**** Records for processing ****

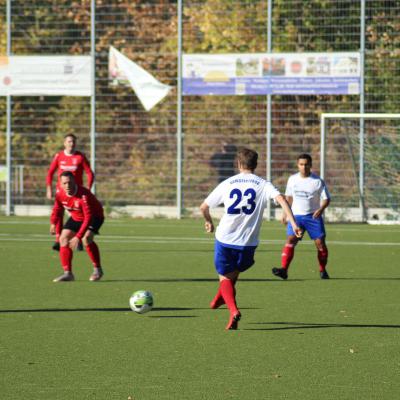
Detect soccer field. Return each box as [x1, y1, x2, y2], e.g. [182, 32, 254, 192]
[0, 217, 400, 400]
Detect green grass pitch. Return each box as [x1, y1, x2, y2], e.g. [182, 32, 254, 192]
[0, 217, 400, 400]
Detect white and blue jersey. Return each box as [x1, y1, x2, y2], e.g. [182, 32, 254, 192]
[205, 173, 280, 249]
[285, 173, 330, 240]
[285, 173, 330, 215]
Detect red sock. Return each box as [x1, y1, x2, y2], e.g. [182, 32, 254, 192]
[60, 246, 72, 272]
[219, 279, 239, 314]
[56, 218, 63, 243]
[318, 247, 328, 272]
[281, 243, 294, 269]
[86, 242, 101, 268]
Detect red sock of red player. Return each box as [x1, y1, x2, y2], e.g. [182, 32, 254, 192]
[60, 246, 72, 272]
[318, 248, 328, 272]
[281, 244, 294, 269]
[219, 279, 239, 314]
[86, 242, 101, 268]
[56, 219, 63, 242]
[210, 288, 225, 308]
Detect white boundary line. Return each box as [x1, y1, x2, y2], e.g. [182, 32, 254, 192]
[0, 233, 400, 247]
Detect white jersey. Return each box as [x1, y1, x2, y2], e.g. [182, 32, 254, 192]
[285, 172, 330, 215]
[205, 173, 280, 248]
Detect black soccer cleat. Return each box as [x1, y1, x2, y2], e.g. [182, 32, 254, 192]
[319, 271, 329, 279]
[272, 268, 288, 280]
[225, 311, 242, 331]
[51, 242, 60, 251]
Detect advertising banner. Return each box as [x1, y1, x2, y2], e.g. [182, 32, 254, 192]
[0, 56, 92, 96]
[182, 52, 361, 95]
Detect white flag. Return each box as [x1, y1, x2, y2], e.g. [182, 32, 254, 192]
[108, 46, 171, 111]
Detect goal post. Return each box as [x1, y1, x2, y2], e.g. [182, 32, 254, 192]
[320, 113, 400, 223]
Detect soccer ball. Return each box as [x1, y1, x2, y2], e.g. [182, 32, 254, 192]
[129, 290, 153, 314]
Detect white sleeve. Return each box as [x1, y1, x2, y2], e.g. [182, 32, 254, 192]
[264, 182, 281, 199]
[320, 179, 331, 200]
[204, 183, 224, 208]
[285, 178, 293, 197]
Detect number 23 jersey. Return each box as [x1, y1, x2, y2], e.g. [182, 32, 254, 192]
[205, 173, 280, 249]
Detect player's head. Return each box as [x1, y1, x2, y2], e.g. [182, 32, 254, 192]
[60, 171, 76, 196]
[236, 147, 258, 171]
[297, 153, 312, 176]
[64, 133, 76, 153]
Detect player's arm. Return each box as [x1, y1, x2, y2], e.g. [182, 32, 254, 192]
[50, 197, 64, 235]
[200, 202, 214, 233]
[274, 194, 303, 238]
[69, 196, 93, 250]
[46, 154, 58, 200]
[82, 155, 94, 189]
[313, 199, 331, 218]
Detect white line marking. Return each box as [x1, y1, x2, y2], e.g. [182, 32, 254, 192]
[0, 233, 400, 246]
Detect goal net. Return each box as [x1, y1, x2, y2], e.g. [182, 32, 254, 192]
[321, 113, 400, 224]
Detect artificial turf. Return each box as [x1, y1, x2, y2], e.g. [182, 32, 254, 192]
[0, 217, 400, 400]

****
**** Records for processing ****

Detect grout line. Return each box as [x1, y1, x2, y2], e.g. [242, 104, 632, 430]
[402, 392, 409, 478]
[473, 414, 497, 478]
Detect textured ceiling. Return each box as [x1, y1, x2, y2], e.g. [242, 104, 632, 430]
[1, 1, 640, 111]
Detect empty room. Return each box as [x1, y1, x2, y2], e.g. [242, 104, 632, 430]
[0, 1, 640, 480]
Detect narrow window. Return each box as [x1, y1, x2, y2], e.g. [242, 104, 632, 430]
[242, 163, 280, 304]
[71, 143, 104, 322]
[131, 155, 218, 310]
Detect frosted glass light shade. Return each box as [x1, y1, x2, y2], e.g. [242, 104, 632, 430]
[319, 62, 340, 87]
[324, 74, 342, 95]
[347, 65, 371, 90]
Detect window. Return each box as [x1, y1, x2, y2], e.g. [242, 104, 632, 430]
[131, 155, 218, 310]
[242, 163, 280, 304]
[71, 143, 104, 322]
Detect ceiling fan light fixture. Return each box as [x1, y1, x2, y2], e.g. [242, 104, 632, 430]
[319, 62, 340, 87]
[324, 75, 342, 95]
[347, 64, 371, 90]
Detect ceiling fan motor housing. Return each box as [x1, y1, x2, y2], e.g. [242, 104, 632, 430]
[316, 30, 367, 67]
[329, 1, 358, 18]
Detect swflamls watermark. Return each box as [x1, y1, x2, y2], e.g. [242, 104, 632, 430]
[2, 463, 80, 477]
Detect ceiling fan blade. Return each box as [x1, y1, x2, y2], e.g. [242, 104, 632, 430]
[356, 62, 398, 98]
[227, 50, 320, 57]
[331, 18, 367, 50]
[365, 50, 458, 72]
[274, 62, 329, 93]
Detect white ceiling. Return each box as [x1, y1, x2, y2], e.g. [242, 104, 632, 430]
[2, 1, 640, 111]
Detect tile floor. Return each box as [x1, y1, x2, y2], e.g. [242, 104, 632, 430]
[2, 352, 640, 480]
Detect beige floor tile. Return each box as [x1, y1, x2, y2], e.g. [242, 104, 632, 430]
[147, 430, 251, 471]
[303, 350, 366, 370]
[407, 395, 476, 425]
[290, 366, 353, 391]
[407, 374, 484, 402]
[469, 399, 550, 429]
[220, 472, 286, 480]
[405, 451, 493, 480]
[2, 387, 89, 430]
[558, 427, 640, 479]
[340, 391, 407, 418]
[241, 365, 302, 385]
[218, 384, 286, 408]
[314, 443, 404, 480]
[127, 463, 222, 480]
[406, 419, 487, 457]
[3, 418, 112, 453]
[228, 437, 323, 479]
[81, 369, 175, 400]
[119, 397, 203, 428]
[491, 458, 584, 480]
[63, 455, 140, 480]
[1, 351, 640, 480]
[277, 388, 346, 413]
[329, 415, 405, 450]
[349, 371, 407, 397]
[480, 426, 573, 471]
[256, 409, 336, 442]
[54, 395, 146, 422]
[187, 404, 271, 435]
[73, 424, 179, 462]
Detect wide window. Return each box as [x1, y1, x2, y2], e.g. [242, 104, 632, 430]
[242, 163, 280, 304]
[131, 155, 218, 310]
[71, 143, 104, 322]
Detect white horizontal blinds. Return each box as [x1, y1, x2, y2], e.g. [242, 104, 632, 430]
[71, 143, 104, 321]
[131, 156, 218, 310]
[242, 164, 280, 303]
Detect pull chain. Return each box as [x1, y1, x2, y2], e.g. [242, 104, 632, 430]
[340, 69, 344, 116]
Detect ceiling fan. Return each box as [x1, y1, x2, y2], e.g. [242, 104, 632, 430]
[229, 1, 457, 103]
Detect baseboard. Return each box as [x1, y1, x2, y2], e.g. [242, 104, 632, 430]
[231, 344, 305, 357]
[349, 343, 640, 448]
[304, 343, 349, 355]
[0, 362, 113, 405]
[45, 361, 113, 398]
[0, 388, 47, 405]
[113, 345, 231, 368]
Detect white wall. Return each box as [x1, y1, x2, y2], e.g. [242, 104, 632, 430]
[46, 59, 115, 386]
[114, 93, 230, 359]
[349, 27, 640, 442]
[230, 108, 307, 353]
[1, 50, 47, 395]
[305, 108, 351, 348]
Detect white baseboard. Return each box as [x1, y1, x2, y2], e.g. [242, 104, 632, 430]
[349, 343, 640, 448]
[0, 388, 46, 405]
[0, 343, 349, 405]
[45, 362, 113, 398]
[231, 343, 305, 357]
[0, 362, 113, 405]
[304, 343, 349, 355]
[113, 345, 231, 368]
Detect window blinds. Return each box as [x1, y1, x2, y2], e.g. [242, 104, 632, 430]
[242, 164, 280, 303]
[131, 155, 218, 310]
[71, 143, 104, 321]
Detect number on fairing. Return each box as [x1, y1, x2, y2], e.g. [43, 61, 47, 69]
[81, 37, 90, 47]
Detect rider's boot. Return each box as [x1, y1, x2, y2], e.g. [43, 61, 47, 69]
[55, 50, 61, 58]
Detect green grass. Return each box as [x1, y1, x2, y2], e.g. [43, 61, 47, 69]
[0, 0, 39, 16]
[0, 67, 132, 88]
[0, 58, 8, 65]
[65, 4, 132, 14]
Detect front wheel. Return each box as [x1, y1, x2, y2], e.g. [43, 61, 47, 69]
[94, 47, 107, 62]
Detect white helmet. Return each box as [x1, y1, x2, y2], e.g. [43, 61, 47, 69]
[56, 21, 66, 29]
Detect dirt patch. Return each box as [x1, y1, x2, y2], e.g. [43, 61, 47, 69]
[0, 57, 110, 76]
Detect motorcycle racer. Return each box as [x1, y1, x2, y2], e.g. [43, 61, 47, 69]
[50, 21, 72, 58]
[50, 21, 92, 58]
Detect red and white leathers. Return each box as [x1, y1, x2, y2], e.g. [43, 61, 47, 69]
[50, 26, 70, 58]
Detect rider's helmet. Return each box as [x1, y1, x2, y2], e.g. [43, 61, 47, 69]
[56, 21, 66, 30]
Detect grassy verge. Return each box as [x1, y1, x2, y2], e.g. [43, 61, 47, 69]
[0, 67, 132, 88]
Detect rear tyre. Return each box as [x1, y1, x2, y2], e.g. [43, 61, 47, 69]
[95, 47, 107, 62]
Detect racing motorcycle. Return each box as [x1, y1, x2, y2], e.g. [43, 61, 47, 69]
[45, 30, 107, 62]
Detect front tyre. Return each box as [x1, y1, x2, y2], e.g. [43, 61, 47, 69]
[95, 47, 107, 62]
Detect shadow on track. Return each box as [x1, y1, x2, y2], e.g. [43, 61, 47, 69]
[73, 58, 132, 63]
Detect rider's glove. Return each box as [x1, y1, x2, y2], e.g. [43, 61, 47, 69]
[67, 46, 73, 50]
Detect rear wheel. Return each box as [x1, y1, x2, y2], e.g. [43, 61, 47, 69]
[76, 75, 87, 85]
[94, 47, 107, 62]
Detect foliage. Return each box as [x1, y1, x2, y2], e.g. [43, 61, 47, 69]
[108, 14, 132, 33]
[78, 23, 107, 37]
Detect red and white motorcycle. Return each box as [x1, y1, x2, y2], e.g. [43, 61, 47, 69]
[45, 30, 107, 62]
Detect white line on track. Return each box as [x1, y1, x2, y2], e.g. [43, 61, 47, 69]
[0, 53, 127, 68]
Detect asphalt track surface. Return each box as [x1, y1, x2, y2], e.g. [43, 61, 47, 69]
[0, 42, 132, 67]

****
**** Records for processing ****

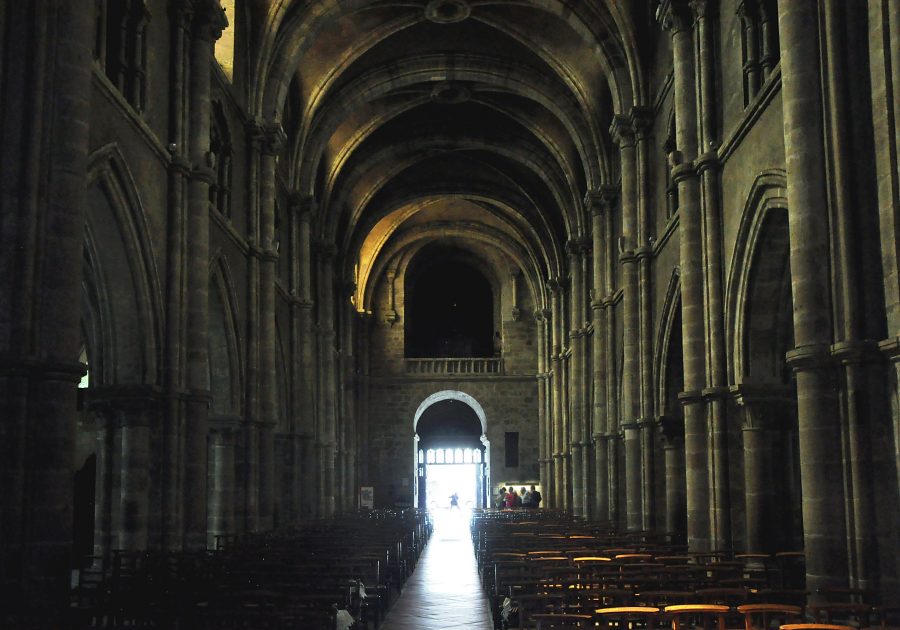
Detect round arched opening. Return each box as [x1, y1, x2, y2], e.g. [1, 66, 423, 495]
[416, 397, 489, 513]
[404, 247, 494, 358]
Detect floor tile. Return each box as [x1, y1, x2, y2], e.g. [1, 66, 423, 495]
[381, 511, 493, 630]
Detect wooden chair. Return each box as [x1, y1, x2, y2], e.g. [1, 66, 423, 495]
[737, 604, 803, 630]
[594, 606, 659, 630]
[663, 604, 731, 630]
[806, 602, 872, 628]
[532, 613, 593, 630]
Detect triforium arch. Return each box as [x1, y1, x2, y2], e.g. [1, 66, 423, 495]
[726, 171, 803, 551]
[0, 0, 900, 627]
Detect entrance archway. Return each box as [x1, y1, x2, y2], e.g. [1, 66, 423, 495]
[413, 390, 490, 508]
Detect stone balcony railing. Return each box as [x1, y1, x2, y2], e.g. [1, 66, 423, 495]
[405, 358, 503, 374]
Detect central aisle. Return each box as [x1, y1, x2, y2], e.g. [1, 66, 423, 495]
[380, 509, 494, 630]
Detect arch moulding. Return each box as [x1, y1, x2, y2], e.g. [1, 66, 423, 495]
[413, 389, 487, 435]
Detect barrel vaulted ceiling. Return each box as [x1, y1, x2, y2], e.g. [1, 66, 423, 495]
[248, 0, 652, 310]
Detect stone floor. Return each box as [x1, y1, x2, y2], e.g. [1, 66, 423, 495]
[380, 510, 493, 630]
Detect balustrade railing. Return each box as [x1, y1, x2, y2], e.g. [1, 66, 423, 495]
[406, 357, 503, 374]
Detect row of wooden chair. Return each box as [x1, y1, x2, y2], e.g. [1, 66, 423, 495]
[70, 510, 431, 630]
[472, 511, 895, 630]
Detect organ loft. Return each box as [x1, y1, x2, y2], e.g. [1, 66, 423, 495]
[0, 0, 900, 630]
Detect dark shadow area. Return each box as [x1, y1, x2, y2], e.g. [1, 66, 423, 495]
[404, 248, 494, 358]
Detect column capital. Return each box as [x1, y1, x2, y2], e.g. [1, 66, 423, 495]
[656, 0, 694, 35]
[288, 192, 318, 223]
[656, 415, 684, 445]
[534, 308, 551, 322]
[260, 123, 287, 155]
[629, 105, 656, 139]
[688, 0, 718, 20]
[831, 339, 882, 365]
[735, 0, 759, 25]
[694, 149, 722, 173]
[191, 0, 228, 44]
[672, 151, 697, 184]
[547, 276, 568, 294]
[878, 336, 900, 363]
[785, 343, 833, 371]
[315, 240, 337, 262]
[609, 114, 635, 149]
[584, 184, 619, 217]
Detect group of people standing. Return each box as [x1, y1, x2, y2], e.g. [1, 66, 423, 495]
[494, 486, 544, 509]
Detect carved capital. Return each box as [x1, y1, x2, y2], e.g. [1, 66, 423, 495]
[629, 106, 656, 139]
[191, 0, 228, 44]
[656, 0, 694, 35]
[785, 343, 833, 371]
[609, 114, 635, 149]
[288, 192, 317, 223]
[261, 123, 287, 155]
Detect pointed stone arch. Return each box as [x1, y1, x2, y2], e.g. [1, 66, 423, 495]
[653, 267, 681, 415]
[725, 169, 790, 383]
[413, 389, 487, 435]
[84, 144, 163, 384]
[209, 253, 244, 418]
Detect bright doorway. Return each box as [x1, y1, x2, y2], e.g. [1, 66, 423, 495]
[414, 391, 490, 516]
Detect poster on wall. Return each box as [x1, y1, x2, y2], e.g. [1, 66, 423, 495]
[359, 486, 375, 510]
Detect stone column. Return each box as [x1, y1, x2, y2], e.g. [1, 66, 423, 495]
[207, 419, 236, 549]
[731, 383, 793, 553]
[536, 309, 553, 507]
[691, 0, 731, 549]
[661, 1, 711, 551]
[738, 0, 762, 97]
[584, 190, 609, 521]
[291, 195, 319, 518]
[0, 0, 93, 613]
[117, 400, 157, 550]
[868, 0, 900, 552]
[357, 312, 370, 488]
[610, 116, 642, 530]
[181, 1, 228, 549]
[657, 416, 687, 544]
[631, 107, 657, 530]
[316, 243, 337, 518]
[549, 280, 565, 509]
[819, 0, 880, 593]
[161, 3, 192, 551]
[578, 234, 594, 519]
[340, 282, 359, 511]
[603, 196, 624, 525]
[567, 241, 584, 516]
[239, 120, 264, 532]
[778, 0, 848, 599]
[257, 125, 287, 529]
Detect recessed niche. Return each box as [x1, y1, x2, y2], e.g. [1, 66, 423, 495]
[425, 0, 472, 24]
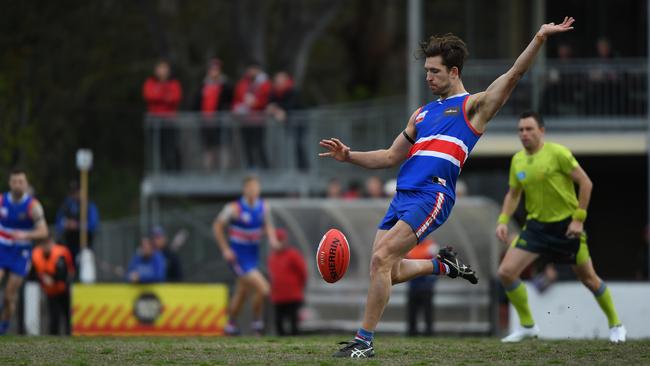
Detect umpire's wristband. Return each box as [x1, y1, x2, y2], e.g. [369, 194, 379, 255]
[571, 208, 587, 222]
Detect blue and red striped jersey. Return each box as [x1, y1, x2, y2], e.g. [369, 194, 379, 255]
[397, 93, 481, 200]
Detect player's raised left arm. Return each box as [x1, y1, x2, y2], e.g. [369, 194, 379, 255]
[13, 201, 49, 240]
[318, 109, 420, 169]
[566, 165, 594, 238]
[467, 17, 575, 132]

****

Problem statement = From the line with "Detect front wheel." up to and including the line with "[0, 53, 127, 68]", reproduce the entries with "tyre" switched to "tire" and everything else unchanged.

Solution for this task =
Detect front wheel. Return each box as [x1, y1, x2, y2], e.g. [43, 61, 47, 69]
[94, 47, 107, 62]
Detect white helmet. Return each box as [x1, y1, x2, y2], e.g. [43, 61, 47, 69]
[56, 21, 66, 29]
Detect dirt patch. Return each box as [x1, y1, x2, y2], e.g. [43, 61, 47, 69]
[0, 57, 110, 76]
Detect motorcycle racer. Return each box as [x1, y1, x2, y2], e.g. [43, 61, 47, 69]
[50, 21, 72, 58]
[50, 21, 92, 58]
Detect red and white leathers. Return each box as [x1, y1, x2, y2], e.g. [43, 61, 47, 69]
[50, 26, 70, 58]
Detect rider's helmet. Return each box as [x1, y1, x2, y2], e.g. [43, 61, 47, 69]
[56, 21, 66, 30]
Detect grassy verge. Return each box as [x1, y1, x2, y2], e.g. [43, 61, 47, 69]
[0, 67, 132, 88]
Detect rear tire. Return each box as [x1, y1, x2, y2], e.g. [43, 61, 47, 69]
[95, 47, 107, 62]
Detect racing motorcycle. Return each box as [x1, y1, x2, y2], e.g. [43, 61, 47, 69]
[45, 30, 107, 62]
Detect front tire. Return each box as [x1, y1, x2, y2], e.g. [43, 61, 47, 69]
[95, 47, 107, 62]
Detect shadow on track. Return each box as [x1, y1, x2, y2], e.g. [43, 61, 47, 69]
[73, 58, 132, 63]
Detect rider's glove. Return each box as [x1, y1, x2, y2], e.g. [43, 61, 47, 69]
[67, 46, 73, 50]
Detect rear wheel. Return each box as [x1, y1, x2, y2], e.g. [43, 61, 47, 69]
[76, 75, 87, 85]
[94, 47, 107, 62]
Detect foliage. Return each box as [x1, y1, x2, y2], e.g. [43, 61, 47, 69]
[108, 14, 132, 33]
[78, 23, 107, 37]
Detect red and white motorcycle. Return each box as [x1, y1, x2, y2], e.g. [43, 61, 47, 69]
[45, 30, 107, 62]
Detect white line on track. Return each box as [x1, y1, x2, y2], e.g. [43, 61, 47, 69]
[0, 53, 127, 68]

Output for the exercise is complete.